■ Directive
Present the data once more in exactly its original form.

■ Input records
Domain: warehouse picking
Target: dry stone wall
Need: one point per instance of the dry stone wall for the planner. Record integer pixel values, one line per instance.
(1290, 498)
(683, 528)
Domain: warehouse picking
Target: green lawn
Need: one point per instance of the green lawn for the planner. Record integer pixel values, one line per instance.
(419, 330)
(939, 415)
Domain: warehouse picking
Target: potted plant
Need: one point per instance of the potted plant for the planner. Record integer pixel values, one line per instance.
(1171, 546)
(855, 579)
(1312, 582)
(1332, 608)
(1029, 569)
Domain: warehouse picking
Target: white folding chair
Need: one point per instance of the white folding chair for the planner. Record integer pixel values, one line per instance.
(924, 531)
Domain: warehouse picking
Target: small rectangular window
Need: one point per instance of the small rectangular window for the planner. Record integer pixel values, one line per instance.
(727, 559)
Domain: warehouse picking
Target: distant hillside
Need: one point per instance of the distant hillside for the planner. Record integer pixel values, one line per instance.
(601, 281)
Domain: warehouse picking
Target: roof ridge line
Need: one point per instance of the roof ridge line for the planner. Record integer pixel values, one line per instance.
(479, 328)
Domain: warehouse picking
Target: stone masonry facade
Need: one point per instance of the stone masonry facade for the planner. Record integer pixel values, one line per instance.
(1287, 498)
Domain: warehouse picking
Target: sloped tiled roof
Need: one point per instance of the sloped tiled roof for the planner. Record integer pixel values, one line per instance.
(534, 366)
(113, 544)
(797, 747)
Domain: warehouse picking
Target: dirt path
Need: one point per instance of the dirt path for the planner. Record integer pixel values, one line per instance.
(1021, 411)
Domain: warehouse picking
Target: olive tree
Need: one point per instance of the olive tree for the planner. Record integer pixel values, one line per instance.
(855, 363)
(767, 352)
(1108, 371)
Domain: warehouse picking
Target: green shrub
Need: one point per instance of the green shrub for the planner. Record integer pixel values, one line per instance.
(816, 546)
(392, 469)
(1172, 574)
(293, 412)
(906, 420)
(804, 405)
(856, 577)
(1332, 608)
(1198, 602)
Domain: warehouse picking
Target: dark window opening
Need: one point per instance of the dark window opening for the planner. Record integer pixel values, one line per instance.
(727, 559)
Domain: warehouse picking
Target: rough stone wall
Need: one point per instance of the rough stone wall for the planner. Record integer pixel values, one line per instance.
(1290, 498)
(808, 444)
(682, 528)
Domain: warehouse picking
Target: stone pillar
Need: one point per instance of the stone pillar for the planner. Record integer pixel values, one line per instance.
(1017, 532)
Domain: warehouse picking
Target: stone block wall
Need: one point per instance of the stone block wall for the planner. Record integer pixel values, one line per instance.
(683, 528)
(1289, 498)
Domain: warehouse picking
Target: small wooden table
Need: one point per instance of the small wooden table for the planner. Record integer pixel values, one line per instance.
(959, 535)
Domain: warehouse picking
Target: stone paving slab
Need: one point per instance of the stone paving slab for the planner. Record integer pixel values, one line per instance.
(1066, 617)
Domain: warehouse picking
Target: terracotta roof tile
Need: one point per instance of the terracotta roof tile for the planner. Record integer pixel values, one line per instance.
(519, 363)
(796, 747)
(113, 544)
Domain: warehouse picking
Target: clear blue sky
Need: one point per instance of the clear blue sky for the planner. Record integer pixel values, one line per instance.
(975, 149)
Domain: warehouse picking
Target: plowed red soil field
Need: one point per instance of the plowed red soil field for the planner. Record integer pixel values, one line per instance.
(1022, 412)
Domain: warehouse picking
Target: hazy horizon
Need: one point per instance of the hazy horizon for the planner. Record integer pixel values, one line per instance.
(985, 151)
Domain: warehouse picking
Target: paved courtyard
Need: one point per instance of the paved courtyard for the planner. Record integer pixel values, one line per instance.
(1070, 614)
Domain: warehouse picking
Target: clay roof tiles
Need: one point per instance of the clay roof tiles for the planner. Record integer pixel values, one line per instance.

■ Complete response
Domain: warehouse picking
Target: dry stone wall
Need: one point per instance of the dry stone wall for the planner. Record integer pixel values, one line per instance.
(1290, 498)
(683, 528)
Domain: warehouse picking
Target: green lawn
Need: one point per instance of the green lawn for the planner. Record integer pixel values, one line per instance.
(419, 330)
(939, 415)
Domain: warehouse picking
Target: potted plant
Need: one point per instance of the potted plant for the planner. Record integer pixel values, one line per instance.
(1171, 546)
(855, 579)
(1312, 582)
(1332, 608)
(1029, 569)
Domain: warehouse picking
Target: white folding chair
Need: one point per instance of the white folding chair for the planner. Record integer pixel values, one line per instance.
(924, 531)
Domain: warehouse picking
Target: small rectangular window
Need: one point per instance of the small rectangular window for the planner. Record integer pixel values, one line per instance.
(727, 559)
Domain: warehouse picking
Target: distant hillside
Need: one point per instance of the distant hillside for the planner. Record integer pixel values, one line per instance.
(601, 281)
Domain: warehouse picking
Target: roof ridge line
Need: one point per instance of the roof ridge line for the planner. Record integer pixel values, one line per instance.
(479, 328)
Domain: warehouse picking
Target: stone masonry facade
Need: one point per instance of the stone masonry facade for the planner. Record integer pixel values, one line per instance.
(1287, 498)
Domain: warehouse picking
Target: sloped tiled roof
Need: one point per instance of the sloped tiled roof for the planner. Record integer pixel values, one line per instance.
(534, 366)
(113, 544)
(797, 747)
Domain: warehouse picking
Target: dirt path
Need: one point per instance of the dirt path for the planner. Record integer pixel values, one line per instance.
(1021, 411)
Domain: warehouse picking
Target: olive tree
Need: one point per instance of the olive tree for the planner. Record integer pixel values, one line per instance.
(855, 363)
(767, 352)
(1108, 371)
Domain: warehouse picking
Target: green shrub
Need: one point per instance of the green shrub for the planner. Record integer pixel values, one line per instance.
(816, 546)
(392, 469)
(1172, 574)
(293, 412)
(906, 420)
(804, 405)
(856, 577)
(1332, 608)
(1198, 602)
Domain: warehouse picking
Target: dark window opening
Need: one point per instance of the dark window opening for the planner. Record integer pixel values, one line per instance.
(727, 559)
Domain: warehouse picking
Target: rough stone wall
Need: one point per instance of the rough stone wall for the planner. Record integer pixel values, one line per instance.
(1290, 498)
(808, 444)
(682, 528)
Domain: warehouse picking
Target: stone pillar
Need: one point per instance of the stone pillar for the planner. Record integer pixel values, one line per instance.
(1017, 532)
Domain: warehouse picking
Target: stone block wall
Need: one point per instance of the stone block wall for the planner. Record integer pixel values, one line per instance.
(683, 528)
(1289, 498)
Domain: warehouse picking
Target: small wooden table
Need: one point per instance of the small wooden table for the planner. Record integer pixel values, one line per instance.
(959, 535)
Domain: warehouse picking
Target: stone paving slab
Need: one point per instance of the stone paving slab for the planner. Record integer pixel values, one line per instance.
(1066, 617)
Domain: warehouse picking
Target: terracotta roof tile
Need: one point per instance of the terracotta roof tile for the planner. Record integer pixel values, one line per instance.
(519, 363)
(796, 747)
(113, 544)
Domain: warehouse picking
Target: clear blue sky
Need: one point per instance of the clear blue sky for the planner. Record integer pixel values, one line per instance.
(975, 149)
Domain: warehouse picking
Target: plowed red soil field
Need: one point per instance of the plowed red soil field for the planner. Record integer pixel values, one line per instance.
(1022, 412)
Domain: warehouse picking
Target: hazy horizon
Need: one point per instance of the hazy horizon for the planner. Record integer pixel values, one line per instance.
(985, 151)
Domain: warehouse picking
Target: paved courtyard
Need: one point per instance of the paved courtyard for the planner. Record integer pixel values, one line per instance.
(1070, 614)
Domain: warehouse picking
Target: clay roof tiles
Need: one point per instance of the clay roof tiles for the planner. Record integer pixel values, one line per instance.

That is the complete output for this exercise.